Even at the age of 103, Howard Jones Jr., M.D., still goes into his office for several hours each day to work on articles and consult on fertility studies.
In a 2011 article about longevity, Dr. Jones credits his late wife and their research for helping him stay vigorous. “During our decade in reproductive medicine, our focus evolved along with the changing nature of the field. We forged into new territory and constantly challenged ourselves…Retirement at age 65 is not, repeat not, consistent with longevity. The simple message for longevity: do not retire from intellectual pursuits,” he says.
A Partnership of Minds and Hearts
And their intellectual pursuits are internationally famous. Although forced to “retire” at age 65 from Johns Hopkins Hospital, he began another career as one of the founders of the Jones Institute for Reproductive Medicine, along with his wife Georgeanna Seegar Jones, M.D., an endocrinologist.
Howard and his wife began dating in medical school, but knew each other from Baltimore where their fathers, both doctors, worked together. During their courtship, they often went to the pathology laboratory, which was open in the evenings. They peered together through microscopes, and their love grew.
They married, and for the next five decades, they shared an office. Their work and home life were intertwined as tightly as a double helix.

■ SOURCE DATA
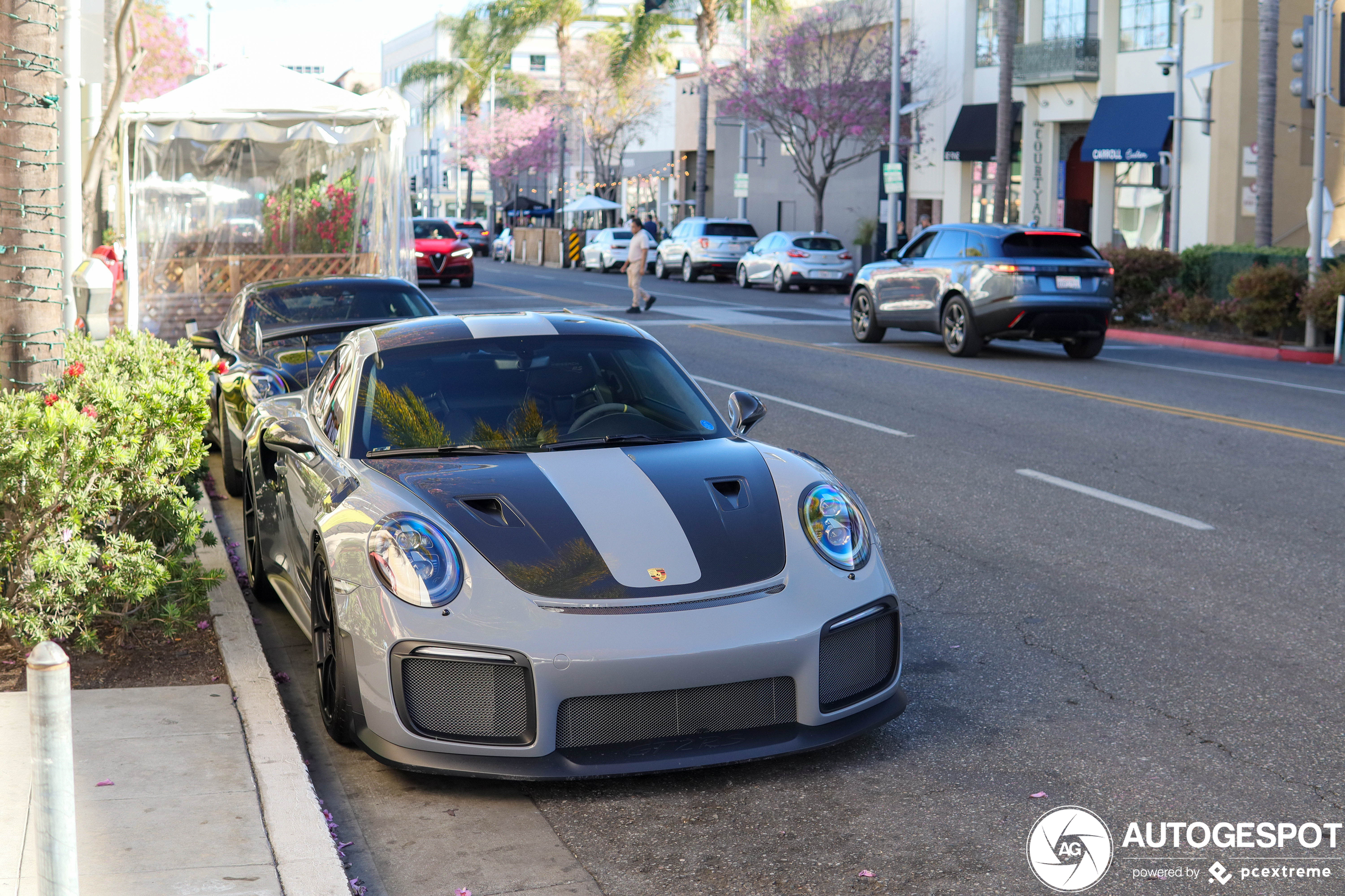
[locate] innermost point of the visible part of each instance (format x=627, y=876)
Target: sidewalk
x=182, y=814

---

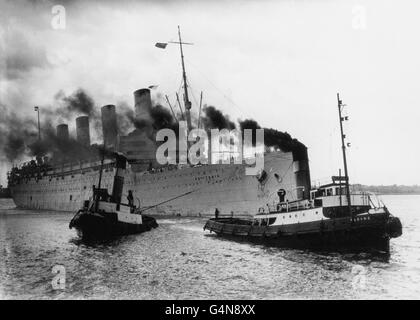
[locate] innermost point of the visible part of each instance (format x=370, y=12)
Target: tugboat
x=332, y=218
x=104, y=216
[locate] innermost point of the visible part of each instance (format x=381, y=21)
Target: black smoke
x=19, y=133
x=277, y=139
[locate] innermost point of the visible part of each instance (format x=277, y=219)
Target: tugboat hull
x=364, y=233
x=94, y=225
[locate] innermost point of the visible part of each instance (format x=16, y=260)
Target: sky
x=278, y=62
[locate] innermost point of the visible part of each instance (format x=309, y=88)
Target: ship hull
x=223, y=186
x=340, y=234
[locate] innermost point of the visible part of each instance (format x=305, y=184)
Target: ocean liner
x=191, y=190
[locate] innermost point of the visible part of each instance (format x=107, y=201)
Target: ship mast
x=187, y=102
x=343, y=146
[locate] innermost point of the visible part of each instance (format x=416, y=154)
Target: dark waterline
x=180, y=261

■ TASK SET
1) From the article about Howard Jones Jr., quote the part that opens with the words containing "A Partnership of" and closes with "their love grew.".
2) Summarize the article about Howard Jones Jr. in two sentences.

■ ANSWERS FOR THE TASKS
1)
A Partnership of Minds and Hearts
And their intellectual pursuits are internationally famous. Although forced to “retire” at age 65 from Johns Hopkins Hospital, he began another career as one of the founders of the Jones Institute for Reproductive Medicine, along with his wife Georgeanna Seegar Jones, M.D., an endocrinologist.
Howard and his wife began dating in medical school, but knew each other from Baltimore where their fathers, both doctors, worked together. During their courtship, they often went to the pathology laboratory, which was open in the evenings. They peered together through microscopes, and their love grew.

2) At 103, Howard Jones Jr., M.D., still works in his office for several hours a day, and in a 2011 article he credited his late wife and their research with keeping him vigorous, advising that the key to longevity is not to retire from intellectual pursuits. After being forced to retire from Johns Hopkins Hospital at 65, he helped found the Jones Institute for Reproductive Medicine with his wife, endocrinologist Georgeanna Seegar Jones, M.D., with whom he shared an office for five decades.